:: Exercise description ::
Please copy the stretch of the rows below from the line containing "The service MUST place one dot on the green" through the end of the rows, word for word and including both ends.

:: Provided records ::

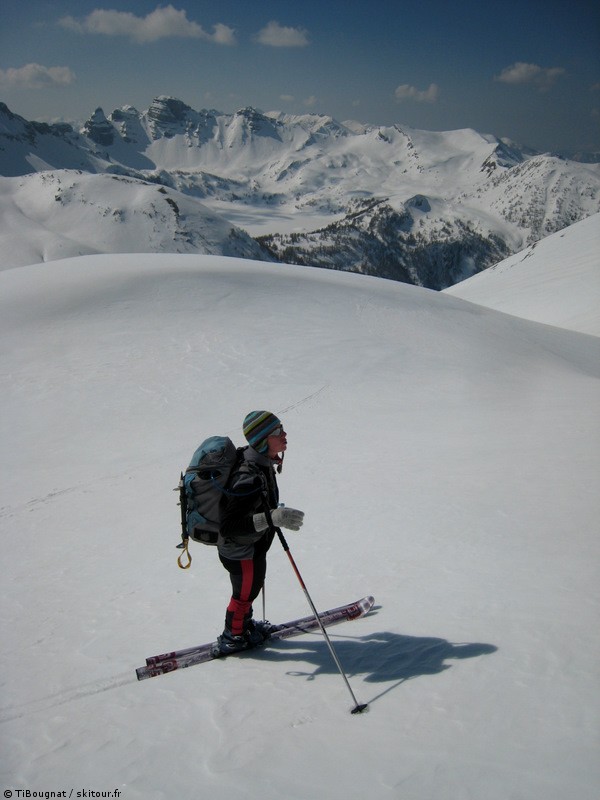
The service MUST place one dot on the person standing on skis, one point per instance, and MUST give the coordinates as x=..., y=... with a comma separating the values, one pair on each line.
x=245, y=534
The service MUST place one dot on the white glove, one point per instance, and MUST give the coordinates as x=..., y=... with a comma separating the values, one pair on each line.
x=282, y=517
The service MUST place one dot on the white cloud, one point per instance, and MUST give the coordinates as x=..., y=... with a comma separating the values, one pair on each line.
x=521, y=72
x=163, y=22
x=406, y=92
x=276, y=35
x=35, y=76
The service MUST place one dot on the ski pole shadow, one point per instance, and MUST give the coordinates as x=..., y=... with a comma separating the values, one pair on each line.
x=379, y=657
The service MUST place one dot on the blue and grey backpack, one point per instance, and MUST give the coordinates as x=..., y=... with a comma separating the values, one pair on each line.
x=203, y=490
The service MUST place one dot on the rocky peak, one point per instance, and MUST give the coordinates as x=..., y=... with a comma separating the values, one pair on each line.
x=98, y=129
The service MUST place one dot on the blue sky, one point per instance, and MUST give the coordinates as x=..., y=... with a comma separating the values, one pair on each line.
x=529, y=71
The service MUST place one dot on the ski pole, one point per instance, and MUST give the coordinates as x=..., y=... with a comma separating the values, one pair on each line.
x=358, y=707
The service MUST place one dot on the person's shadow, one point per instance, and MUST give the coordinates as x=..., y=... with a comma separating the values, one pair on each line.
x=380, y=657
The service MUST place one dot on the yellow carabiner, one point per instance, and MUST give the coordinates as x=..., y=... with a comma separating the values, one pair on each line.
x=185, y=552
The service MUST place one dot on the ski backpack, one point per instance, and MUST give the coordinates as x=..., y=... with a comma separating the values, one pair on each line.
x=203, y=490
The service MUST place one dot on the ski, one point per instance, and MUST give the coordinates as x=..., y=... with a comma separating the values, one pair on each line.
x=188, y=657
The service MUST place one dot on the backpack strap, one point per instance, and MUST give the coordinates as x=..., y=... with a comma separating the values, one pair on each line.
x=185, y=537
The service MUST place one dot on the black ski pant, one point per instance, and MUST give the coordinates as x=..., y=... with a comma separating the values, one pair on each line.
x=247, y=579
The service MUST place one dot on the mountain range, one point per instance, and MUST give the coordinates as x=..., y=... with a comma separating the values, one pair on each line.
x=427, y=208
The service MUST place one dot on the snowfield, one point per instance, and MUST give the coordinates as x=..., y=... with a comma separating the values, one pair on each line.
x=556, y=280
x=447, y=458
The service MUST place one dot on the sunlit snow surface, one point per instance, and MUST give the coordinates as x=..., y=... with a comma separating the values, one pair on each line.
x=447, y=459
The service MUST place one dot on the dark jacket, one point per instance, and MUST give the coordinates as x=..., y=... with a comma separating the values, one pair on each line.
x=252, y=481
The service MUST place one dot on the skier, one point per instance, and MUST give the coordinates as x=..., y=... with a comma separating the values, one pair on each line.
x=245, y=534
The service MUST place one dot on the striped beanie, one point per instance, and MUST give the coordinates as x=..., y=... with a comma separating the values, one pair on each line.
x=258, y=425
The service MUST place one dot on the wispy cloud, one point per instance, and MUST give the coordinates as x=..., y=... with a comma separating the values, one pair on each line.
x=276, y=35
x=406, y=92
x=521, y=72
x=162, y=23
x=35, y=76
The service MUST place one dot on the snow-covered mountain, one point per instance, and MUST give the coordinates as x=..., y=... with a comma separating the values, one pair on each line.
x=555, y=281
x=62, y=213
x=446, y=456
x=430, y=208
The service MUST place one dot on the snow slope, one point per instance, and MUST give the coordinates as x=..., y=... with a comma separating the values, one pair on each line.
x=556, y=280
x=59, y=214
x=446, y=456
x=422, y=206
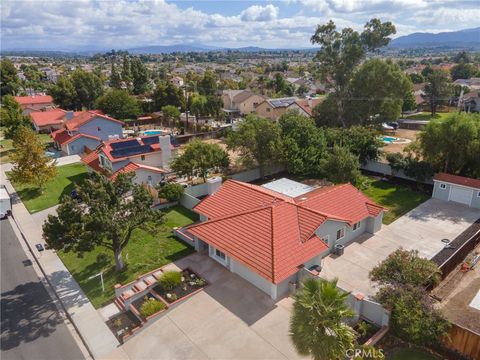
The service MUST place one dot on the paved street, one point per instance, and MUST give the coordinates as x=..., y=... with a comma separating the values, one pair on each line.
x=31, y=327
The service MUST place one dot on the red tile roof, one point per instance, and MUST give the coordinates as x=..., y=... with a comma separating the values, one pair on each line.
x=81, y=118
x=37, y=99
x=272, y=233
x=308, y=105
x=46, y=118
x=459, y=180
x=62, y=137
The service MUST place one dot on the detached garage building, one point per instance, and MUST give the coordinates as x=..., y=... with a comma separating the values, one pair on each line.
x=458, y=189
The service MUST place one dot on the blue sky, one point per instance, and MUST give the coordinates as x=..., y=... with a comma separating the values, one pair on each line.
x=119, y=24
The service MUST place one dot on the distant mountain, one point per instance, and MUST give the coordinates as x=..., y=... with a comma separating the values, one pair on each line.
x=168, y=49
x=456, y=39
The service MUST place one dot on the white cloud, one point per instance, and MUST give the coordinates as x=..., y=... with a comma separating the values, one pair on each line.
x=259, y=13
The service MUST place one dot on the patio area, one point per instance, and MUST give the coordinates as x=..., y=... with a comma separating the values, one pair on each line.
x=230, y=318
x=421, y=229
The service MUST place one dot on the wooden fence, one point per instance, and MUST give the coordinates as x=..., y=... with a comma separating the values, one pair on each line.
x=464, y=341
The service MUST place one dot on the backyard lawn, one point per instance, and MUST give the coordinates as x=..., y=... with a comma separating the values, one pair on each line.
x=397, y=199
x=62, y=184
x=144, y=252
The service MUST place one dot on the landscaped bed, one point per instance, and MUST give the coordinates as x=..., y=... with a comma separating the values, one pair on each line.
x=123, y=325
x=175, y=285
x=144, y=253
x=62, y=185
x=398, y=199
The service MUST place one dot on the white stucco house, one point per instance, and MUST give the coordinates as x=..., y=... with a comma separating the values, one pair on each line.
x=147, y=156
x=267, y=234
x=456, y=188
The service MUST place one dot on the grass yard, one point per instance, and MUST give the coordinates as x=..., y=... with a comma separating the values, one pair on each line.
x=426, y=115
x=62, y=184
x=397, y=199
x=144, y=252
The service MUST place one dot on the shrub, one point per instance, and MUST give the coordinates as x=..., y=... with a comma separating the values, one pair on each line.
x=170, y=279
x=151, y=307
x=171, y=192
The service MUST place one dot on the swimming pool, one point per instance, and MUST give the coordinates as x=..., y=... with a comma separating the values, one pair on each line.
x=389, y=139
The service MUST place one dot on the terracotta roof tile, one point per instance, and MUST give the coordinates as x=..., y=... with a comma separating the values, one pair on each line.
x=459, y=180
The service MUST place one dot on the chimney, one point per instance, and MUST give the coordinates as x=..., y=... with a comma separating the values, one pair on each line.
x=213, y=184
x=166, y=148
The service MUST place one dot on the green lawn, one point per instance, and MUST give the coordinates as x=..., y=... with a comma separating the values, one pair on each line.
x=61, y=185
x=397, y=199
x=144, y=252
x=426, y=115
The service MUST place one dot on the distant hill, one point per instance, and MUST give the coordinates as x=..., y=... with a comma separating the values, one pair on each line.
x=455, y=39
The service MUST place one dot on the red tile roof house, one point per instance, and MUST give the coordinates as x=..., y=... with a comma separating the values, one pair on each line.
x=35, y=103
x=456, y=188
x=85, y=129
x=267, y=237
x=147, y=156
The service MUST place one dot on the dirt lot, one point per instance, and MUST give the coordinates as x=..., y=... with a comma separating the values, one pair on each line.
x=457, y=291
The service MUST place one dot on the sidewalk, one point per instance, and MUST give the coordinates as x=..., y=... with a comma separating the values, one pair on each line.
x=87, y=320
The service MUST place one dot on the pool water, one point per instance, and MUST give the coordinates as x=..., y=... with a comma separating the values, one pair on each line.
x=389, y=139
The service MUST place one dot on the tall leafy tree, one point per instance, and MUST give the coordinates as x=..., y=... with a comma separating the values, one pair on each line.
x=107, y=216
x=119, y=104
x=9, y=81
x=342, y=166
x=317, y=326
x=437, y=90
x=140, y=76
x=303, y=145
x=11, y=117
x=257, y=140
x=341, y=52
x=452, y=145
x=30, y=164
x=199, y=158
x=115, y=78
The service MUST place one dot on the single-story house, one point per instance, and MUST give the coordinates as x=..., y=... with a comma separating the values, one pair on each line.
x=148, y=156
x=86, y=129
x=274, y=108
x=267, y=234
x=48, y=121
x=459, y=189
x=34, y=103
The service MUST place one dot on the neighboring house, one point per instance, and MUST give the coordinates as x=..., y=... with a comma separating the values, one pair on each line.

:: Solution to this task ::
The service MUST place one dot on the green lawn, one point per instance, and MUST give the coordinates as x=..., y=... with a comma separating the values, one pair on each line.
x=61, y=185
x=397, y=199
x=144, y=252
x=426, y=115
The service MUST place one dot on the distant hill, one point per instance, and MUST give the coordinates as x=..., y=... with a comma separating the values, one pair on each line.
x=455, y=39
The service MUST place one dot on the red tile roof house, one point per instance, and MUST give the coordinates as x=..., y=... with a comma separating the values, one pair on each line.
x=35, y=103
x=456, y=188
x=85, y=129
x=267, y=237
x=147, y=156
The service MUST place one dot on the dirt lot, one point per instance, and MUST give the coordinates as x=..., y=... with a comma separating the values, one pair on each line.
x=457, y=291
The service MUST place one dot on the sidewalk, one point per instance, and MUST give the coordinates as x=..., y=... with a comma separating the values, one pair on each line.
x=87, y=320
The service MUST place one dot on the pool water, one point per instance, and MUST give the coordinates as x=..., y=... with a comma separating the values, one pair on each line.
x=389, y=139
The service MUST place one dot on the tall leafy tree, one point per instance, and MUST give the coordinates as x=..., y=... with a comma separating the values, one pair on each line.
x=107, y=216
x=119, y=104
x=9, y=81
x=342, y=166
x=317, y=326
x=437, y=90
x=140, y=76
x=303, y=145
x=11, y=117
x=257, y=140
x=341, y=52
x=452, y=145
x=30, y=164
x=199, y=158
x=115, y=78
The service MUST place one dot on the single-story house, one point per instance, and MUST give the coordinates as x=..., y=... with a comma separating the values, one pair on each line.
x=148, y=156
x=86, y=129
x=274, y=108
x=267, y=234
x=48, y=121
x=459, y=189
x=34, y=103
The service MUST place one dot on the neighboring house, one point per instance, and MUST give the coordinates as x=..., y=... with a comma separating the values, one pair on each line.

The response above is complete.